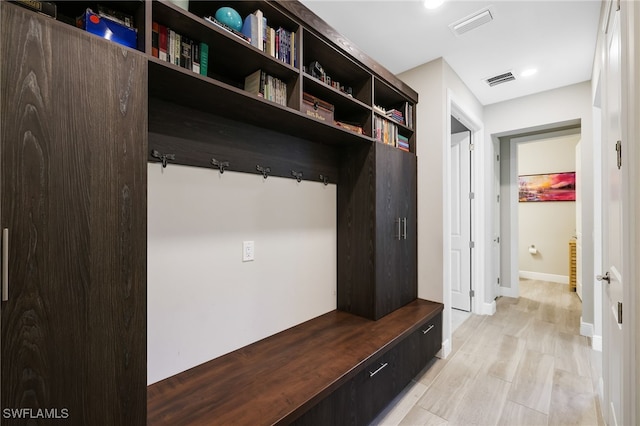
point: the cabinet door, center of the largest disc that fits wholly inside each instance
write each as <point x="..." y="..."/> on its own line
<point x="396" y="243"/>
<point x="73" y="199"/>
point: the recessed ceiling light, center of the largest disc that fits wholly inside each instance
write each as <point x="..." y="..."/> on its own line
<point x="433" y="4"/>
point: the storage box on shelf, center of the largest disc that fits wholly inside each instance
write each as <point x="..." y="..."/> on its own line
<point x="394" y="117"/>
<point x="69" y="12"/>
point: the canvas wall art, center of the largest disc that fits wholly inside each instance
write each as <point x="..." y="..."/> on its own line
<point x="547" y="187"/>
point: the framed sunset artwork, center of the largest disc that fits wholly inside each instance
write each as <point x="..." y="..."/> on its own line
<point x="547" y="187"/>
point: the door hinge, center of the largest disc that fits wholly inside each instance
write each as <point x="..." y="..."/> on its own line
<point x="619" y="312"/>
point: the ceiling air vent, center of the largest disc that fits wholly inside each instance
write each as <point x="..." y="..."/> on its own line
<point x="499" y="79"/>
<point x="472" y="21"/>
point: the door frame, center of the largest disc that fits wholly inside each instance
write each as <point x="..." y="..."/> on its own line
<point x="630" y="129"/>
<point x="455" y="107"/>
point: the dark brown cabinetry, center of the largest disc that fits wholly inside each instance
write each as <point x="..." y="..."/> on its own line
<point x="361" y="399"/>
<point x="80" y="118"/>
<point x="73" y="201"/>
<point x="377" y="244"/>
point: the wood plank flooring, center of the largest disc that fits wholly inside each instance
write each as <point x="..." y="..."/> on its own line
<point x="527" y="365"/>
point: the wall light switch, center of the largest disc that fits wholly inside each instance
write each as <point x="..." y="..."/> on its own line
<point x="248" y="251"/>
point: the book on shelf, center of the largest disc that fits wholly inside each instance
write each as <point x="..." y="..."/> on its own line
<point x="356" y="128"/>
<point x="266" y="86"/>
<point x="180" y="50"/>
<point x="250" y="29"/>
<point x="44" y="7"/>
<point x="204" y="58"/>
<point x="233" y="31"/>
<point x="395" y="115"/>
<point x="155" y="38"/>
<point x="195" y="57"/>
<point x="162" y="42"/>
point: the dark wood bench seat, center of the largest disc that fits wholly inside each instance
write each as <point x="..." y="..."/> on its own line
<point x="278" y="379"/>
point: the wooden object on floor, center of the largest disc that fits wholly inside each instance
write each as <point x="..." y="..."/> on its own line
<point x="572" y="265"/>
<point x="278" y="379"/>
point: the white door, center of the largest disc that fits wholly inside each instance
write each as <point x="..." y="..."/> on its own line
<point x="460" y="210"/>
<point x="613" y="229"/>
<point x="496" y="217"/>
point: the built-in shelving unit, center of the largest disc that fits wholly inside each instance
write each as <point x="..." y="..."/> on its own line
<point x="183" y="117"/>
--
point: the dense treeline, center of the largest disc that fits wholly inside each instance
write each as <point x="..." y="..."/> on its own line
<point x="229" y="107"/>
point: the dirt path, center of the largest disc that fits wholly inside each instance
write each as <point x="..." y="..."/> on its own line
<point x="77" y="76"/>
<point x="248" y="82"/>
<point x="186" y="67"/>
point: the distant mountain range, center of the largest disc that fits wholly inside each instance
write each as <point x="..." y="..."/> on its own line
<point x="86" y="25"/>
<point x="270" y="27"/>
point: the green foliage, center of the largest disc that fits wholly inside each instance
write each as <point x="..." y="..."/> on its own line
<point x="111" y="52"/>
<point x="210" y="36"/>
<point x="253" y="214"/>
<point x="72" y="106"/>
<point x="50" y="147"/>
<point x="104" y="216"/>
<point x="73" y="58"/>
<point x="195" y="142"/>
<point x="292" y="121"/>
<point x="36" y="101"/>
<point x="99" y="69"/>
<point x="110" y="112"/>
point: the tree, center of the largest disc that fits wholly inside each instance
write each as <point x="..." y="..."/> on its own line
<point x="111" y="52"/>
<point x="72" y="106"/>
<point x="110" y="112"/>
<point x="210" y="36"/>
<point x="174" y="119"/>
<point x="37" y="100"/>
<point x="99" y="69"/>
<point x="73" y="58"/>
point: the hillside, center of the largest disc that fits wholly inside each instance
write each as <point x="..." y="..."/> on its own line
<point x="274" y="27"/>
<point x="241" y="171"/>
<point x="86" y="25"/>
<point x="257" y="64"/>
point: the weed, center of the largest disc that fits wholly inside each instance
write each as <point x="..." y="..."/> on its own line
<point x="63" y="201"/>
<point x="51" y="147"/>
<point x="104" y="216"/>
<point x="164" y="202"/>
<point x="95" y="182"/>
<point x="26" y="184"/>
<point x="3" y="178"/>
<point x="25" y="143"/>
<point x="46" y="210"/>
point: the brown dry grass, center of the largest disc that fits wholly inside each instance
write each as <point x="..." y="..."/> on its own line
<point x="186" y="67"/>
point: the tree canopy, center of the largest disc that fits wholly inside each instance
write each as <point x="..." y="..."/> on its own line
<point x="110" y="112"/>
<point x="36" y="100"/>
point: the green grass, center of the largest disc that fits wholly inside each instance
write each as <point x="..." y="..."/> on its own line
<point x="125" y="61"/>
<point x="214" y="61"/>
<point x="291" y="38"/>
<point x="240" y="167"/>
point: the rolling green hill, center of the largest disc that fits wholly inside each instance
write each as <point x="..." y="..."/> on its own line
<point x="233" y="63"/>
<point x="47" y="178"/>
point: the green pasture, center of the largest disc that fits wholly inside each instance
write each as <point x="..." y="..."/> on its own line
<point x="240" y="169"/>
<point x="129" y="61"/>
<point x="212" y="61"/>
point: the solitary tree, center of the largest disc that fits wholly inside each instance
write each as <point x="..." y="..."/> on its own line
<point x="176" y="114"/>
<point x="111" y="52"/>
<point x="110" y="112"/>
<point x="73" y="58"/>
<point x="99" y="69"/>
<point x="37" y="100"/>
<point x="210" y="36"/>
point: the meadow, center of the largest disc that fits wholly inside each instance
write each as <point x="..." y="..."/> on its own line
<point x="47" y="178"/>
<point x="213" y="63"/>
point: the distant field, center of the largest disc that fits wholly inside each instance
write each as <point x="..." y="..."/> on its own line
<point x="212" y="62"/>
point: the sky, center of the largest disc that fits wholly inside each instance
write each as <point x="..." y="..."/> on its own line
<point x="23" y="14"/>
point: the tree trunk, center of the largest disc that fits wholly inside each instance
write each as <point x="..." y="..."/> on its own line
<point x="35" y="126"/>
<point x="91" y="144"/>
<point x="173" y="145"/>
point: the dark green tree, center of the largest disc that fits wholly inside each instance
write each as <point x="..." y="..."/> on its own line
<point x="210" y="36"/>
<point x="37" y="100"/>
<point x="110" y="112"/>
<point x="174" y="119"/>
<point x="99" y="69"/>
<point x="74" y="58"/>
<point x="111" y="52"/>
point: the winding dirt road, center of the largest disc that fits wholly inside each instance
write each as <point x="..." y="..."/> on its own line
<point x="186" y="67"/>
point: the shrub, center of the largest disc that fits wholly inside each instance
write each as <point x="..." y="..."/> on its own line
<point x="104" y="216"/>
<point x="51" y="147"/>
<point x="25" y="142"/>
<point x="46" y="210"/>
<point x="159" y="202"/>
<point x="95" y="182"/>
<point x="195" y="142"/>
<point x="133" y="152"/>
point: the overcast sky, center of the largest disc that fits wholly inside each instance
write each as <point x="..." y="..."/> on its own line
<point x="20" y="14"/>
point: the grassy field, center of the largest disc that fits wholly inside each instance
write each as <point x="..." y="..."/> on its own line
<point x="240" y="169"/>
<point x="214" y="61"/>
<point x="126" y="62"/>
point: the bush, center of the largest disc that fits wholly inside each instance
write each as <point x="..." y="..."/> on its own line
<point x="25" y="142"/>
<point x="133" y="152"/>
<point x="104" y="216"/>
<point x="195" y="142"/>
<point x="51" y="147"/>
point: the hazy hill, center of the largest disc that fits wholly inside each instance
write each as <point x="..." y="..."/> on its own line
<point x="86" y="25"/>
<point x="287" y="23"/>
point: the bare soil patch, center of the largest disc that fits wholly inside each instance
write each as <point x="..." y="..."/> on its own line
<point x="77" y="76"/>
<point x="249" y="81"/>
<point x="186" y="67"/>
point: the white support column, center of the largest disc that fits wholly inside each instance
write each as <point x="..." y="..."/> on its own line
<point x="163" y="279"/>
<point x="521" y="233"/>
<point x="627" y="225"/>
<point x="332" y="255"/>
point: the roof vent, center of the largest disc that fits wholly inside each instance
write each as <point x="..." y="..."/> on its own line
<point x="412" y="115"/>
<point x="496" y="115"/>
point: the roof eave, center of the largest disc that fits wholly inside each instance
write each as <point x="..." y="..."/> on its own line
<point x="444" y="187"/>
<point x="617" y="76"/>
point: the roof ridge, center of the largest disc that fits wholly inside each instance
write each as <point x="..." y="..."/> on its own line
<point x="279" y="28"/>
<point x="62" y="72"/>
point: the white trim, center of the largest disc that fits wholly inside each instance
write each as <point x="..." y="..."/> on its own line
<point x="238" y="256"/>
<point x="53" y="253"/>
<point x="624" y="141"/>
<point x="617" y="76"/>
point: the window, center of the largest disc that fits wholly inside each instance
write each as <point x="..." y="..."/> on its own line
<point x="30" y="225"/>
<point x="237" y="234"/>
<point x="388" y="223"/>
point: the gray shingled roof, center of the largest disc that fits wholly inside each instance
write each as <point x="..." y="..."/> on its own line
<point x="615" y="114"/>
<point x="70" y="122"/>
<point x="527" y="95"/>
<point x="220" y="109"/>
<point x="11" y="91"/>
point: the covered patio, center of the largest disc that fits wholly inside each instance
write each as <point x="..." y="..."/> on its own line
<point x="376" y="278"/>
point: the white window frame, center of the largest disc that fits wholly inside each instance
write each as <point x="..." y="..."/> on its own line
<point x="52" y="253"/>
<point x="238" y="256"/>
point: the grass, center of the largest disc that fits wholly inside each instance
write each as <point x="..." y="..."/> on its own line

• WHAT YOU ARE ASKED TO DO:
Collect every line in the material above that contains the word "dark" and copy each one in full.

• SOLUTION TO THIS EXERCISE:
point: the dark brown cabinetry, center of the largest disc that fits wholly inside each instance
point: the dark wood bench seat, center of the largest disc that fits wholly inside each instance
point: the dark green tree, center of the largest disc that fits wholly inside each instance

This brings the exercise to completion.